Supplied passage:
Start of Block

Katerina Raiserby Katerina Raiser

Almost no one outside of Drexel University understands what exactly it means to be a pre-junior. Attempting to explain Drexel’s five year system is something that I have come to accept. After I explain it, the next question that usually comes is, “Why would you choose a five year program?” As I started my freshman year here as a nursing student, I too questioned why I had chosen so many years to complete something that could be done in much less time. It is this third year that has finally answered that question for me.

The co-op experience is an amazing opportunity and to graduate with a year and a half of experience is an incredible thing that I will always be thankful for. Nursing classes are not easy. Don’t believe it? Just take the time to ask one of the nursing students passing you in the hallways. My understanding of becoming a nursing student was that my classes would be my focus and they would be challenging. After two and a half years here, my classes are hard, but not my entire existence.

End of Block

Your assignment: Write out the full passage on Drexel's five-year nursing program word for word.

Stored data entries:

Start of Block

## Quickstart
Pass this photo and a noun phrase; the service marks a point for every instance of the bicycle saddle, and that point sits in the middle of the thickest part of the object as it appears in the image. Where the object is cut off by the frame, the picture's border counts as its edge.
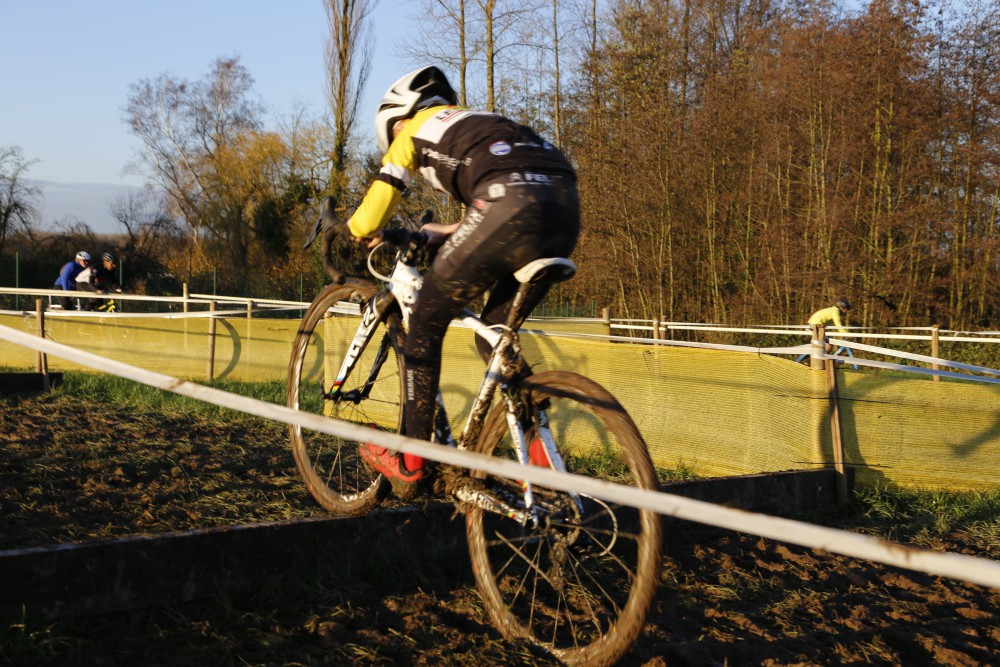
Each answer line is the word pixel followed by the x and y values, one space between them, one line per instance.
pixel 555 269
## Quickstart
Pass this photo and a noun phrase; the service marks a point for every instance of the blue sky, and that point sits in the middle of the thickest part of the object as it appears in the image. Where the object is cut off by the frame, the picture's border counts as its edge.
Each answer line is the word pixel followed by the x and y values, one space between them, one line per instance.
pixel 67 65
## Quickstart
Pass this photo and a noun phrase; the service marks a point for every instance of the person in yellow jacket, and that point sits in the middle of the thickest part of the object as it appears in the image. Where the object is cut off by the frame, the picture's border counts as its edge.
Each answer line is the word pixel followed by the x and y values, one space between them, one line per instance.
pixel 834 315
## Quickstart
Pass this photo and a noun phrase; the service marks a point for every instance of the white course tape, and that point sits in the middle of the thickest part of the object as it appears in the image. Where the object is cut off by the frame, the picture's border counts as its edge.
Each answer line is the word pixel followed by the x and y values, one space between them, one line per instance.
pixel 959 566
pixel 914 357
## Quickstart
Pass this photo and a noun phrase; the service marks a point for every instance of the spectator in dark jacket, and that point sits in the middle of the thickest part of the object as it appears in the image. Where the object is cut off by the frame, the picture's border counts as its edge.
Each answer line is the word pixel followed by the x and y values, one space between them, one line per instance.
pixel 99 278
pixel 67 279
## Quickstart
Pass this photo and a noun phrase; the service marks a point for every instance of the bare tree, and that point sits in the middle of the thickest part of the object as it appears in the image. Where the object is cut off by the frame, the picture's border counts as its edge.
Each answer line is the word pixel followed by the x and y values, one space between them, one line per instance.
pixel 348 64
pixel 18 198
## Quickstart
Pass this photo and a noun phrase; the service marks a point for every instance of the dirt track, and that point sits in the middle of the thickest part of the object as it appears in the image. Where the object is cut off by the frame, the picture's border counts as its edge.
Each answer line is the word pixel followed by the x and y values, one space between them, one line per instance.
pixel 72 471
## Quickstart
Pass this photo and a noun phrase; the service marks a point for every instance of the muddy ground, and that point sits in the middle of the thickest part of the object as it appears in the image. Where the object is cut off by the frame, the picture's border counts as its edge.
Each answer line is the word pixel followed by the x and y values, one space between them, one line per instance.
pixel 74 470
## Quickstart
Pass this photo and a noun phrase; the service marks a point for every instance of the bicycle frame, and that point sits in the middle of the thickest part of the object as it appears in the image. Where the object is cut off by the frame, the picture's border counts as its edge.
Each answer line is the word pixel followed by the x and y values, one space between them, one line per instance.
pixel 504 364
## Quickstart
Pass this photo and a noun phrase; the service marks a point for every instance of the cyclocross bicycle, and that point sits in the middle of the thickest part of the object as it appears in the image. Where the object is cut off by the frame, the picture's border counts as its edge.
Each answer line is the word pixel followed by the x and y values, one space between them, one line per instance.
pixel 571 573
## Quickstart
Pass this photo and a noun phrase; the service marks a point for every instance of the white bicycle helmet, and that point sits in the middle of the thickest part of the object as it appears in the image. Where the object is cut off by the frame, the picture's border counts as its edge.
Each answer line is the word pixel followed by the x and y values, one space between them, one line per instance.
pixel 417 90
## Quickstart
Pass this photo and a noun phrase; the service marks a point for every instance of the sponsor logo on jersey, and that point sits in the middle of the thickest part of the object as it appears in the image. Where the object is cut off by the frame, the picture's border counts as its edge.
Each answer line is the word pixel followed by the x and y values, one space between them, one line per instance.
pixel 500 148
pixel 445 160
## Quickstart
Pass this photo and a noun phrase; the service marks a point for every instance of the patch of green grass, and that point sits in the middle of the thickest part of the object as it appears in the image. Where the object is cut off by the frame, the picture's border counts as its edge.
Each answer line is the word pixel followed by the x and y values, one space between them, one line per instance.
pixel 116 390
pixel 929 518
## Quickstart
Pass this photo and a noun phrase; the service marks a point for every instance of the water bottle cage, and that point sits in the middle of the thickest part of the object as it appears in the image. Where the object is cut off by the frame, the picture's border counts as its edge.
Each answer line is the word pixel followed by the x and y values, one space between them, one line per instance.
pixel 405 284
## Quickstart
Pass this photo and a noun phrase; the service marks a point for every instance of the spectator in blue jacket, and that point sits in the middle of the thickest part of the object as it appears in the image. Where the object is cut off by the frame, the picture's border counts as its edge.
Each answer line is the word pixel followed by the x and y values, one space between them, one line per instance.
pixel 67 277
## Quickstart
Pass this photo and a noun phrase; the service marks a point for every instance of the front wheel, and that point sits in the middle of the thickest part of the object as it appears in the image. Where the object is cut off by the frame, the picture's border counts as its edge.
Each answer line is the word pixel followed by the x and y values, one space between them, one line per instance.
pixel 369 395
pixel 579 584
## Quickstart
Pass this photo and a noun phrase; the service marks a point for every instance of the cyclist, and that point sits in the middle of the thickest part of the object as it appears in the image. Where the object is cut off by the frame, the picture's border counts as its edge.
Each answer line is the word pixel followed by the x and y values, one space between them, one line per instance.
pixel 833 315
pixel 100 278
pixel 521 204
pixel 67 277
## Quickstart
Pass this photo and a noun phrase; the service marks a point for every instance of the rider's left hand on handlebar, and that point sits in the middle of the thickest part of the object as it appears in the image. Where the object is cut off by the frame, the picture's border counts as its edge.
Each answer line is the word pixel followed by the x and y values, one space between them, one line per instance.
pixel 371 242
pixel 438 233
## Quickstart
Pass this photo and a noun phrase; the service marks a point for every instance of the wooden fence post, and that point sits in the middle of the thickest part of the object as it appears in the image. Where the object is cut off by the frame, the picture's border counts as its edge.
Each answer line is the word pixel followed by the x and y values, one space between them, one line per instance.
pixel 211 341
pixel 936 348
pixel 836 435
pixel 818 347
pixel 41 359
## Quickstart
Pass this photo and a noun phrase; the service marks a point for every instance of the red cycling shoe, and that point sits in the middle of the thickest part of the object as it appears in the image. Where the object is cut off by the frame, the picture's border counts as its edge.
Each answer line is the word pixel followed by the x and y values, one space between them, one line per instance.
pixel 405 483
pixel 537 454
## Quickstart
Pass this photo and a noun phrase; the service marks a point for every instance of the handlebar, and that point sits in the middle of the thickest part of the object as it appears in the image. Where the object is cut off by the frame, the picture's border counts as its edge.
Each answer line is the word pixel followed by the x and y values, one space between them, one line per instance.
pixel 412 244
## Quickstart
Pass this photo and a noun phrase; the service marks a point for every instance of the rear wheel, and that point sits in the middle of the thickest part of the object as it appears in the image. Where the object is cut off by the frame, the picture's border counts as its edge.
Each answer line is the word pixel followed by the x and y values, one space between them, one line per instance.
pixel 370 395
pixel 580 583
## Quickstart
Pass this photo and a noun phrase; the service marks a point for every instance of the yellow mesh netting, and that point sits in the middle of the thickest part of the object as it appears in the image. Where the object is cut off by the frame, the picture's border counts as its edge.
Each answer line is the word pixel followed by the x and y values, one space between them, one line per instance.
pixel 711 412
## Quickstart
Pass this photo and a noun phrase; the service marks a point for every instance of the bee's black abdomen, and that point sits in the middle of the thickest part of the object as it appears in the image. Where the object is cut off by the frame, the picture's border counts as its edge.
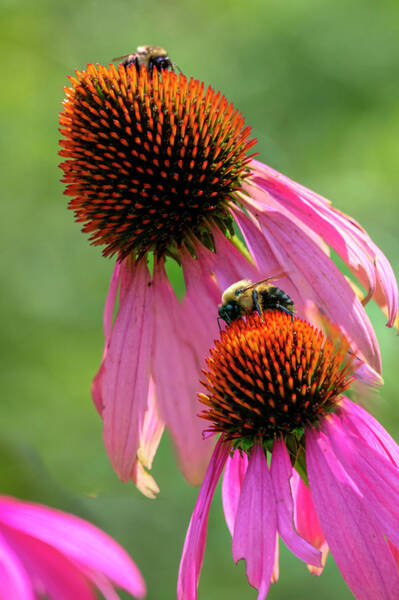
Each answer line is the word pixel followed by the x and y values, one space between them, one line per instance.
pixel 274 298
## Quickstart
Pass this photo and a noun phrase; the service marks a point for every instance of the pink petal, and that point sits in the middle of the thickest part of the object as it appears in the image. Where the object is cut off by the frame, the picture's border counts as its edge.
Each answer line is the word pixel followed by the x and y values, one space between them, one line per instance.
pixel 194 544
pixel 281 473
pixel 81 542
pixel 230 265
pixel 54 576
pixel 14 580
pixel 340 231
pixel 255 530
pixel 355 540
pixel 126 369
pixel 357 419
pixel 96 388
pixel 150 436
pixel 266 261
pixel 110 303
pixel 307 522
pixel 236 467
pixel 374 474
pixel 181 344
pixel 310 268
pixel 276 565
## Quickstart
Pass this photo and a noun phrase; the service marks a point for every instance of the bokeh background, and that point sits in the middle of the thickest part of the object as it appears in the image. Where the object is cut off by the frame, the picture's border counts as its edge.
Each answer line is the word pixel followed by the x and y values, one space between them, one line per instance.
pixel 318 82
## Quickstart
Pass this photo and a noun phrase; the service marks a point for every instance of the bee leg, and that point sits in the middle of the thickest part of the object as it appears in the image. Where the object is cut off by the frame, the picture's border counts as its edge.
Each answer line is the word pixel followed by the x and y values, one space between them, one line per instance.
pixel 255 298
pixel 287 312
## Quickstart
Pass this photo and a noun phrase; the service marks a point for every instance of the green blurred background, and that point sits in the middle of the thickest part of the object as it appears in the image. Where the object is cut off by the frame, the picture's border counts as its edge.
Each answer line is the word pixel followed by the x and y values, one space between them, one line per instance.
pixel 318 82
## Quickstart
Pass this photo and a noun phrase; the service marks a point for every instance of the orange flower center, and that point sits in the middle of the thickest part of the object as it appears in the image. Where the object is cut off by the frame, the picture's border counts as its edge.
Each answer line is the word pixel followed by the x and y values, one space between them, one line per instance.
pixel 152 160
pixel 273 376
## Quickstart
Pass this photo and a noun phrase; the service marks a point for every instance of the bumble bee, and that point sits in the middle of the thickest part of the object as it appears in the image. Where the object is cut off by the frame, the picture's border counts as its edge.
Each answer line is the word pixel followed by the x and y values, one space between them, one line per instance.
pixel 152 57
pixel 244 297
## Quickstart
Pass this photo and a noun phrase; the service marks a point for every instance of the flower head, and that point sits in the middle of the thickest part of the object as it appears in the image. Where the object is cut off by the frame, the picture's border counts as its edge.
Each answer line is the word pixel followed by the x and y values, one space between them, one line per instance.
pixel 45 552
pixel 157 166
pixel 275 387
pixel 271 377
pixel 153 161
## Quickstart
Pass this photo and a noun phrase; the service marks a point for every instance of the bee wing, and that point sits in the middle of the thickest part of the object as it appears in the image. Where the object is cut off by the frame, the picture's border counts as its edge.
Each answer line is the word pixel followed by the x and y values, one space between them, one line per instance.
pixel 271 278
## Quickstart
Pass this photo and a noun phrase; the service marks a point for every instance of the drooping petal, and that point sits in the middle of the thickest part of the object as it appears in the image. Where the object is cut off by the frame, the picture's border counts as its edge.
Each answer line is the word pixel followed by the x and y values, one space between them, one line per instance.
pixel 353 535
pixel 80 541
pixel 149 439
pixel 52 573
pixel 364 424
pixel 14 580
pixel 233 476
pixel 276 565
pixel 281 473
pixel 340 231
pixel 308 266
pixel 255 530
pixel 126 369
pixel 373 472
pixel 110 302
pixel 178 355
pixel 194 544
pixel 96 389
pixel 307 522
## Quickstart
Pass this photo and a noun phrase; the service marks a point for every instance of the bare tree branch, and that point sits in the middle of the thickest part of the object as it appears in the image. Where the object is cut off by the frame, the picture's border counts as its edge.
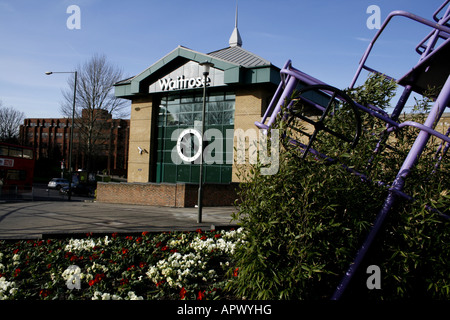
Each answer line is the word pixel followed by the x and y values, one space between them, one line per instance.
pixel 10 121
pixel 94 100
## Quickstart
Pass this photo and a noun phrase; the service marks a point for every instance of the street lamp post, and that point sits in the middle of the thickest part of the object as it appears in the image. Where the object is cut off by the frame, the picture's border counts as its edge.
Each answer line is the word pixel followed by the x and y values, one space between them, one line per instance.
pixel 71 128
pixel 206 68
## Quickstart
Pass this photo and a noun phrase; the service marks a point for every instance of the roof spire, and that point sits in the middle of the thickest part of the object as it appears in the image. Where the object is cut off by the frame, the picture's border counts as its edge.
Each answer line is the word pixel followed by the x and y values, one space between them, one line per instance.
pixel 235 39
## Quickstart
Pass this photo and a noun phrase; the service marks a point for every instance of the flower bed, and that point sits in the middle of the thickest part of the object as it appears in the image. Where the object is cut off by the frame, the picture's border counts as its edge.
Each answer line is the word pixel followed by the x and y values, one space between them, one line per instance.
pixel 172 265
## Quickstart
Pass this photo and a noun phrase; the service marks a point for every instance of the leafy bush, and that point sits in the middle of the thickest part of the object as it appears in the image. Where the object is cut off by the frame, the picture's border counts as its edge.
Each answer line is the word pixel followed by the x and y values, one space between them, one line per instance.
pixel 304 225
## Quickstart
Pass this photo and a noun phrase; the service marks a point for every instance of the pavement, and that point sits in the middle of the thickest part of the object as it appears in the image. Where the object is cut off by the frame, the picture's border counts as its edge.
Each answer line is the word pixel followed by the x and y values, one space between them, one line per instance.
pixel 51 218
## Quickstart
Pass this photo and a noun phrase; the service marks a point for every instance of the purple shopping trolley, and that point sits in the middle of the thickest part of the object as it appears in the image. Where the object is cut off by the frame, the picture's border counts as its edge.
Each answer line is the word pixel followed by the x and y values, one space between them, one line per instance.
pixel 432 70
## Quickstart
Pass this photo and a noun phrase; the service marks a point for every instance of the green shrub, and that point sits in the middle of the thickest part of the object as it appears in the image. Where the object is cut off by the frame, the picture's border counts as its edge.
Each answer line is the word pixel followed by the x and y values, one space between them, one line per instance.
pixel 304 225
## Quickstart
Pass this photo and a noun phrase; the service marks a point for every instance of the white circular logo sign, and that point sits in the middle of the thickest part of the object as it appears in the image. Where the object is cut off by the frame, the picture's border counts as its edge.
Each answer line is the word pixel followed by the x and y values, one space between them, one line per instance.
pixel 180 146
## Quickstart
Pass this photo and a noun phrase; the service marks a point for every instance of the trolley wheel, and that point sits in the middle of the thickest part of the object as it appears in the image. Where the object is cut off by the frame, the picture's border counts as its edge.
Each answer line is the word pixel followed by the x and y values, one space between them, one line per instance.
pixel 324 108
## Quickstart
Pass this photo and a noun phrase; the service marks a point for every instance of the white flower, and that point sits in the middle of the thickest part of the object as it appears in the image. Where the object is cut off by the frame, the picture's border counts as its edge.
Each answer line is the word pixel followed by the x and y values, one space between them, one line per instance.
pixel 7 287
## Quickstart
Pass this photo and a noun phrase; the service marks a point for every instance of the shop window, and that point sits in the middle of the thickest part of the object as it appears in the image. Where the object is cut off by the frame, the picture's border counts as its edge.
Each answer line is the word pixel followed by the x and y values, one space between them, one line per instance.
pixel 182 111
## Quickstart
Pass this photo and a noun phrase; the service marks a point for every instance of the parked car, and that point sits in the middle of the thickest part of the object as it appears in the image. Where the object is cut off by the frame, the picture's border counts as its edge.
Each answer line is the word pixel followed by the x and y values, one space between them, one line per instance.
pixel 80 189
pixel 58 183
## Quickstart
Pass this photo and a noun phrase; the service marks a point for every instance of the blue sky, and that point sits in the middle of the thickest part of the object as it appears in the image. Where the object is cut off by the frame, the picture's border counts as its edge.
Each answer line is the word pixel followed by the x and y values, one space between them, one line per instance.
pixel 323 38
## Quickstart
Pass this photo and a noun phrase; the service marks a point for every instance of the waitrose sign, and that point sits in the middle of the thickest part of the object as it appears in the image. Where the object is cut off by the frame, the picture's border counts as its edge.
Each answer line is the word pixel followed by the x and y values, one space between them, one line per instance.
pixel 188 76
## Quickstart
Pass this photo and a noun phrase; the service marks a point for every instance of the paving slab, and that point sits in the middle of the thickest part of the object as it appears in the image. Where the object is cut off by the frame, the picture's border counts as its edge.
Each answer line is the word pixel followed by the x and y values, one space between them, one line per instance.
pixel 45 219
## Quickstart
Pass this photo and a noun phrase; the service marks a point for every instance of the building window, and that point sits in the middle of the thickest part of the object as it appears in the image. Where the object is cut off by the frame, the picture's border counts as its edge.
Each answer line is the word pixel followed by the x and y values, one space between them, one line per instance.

End of Block

Answer area:
Katerina Raiserby Katerina Raiser

Almost no one outside of Drexel University understands what exactly it means to be a pre-junior. Attempting to explain Drexel’s five year system is something that I have come to accept. After I explain it, the next question that usually comes is, “Why would you choose a five year program?” As I started my freshman year here as a nursing student, I too questioned why I had chosen so many years to complete something that could be done in much less time. It is this third year that has finally answered that question for me.

The co-op experience is an amazing opportunity and to graduate with a year and a half of experience is an incredible thing that I will always be thankful for. Nursing classes are not easy. Don’t believe it? Just take the time to ask one of the nursing students passing you in the hallways. My understanding of becoming a nursing student was that my classes would be my focus and they would be challenging. After two and a half years here, my classes are hard, but not my entire existence.